■ YOUR OBJECTIVE ■
Everything from the line containing "Query: player's head" to the end of the records must be restated word for word, and nothing else.

■ DATA EXTRACT ■
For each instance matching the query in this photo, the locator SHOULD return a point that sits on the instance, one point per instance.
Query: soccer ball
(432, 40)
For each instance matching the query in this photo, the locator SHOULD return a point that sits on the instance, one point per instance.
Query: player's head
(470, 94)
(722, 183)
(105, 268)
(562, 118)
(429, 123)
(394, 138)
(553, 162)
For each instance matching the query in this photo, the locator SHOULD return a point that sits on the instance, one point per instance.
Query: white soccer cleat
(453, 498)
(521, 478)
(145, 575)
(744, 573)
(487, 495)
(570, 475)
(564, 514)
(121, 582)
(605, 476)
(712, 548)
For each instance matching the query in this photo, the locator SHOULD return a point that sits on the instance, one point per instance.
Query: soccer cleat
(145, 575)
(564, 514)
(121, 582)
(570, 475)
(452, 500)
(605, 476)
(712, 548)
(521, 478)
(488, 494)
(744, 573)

■ TASK RESPONSE ■
Query: player's head
(470, 94)
(722, 183)
(105, 268)
(562, 118)
(429, 123)
(394, 138)
(553, 162)
For each instance matching the query in this photo, the locator SHOULD return a point that sits on the instance, one point per instance.
Query: white soccer cleat
(453, 498)
(521, 478)
(145, 575)
(744, 573)
(487, 495)
(570, 475)
(564, 514)
(121, 582)
(605, 476)
(712, 548)
For each instance matching the query in this photo, the locator SHOULD return a point that sits on the instance, one point per instance.
Query: soccer cleat
(145, 575)
(564, 514)
(121, 582)
(570, 475)
(452, 500)
(605, 476)
(712, 548)
(521, 478)
(488, 494)
(744, 573)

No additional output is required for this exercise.